━━ Supplied data ━━

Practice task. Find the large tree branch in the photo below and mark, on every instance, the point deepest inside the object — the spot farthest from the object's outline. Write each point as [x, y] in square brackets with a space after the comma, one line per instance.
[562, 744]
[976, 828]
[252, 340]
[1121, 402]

━━━

Repeat the data exactly, with every line included.

Answer to this exercise:
Practice task. Find the large tree branch in the photo below and mark, on every instance, the point deepest inside the object — the spot farthest from the object's outline. Write each point as [x, y] in square brackets with a space after the comma, one line per instance.
[562, 744]
[976, 828]
[252, 340]
[1121, 402]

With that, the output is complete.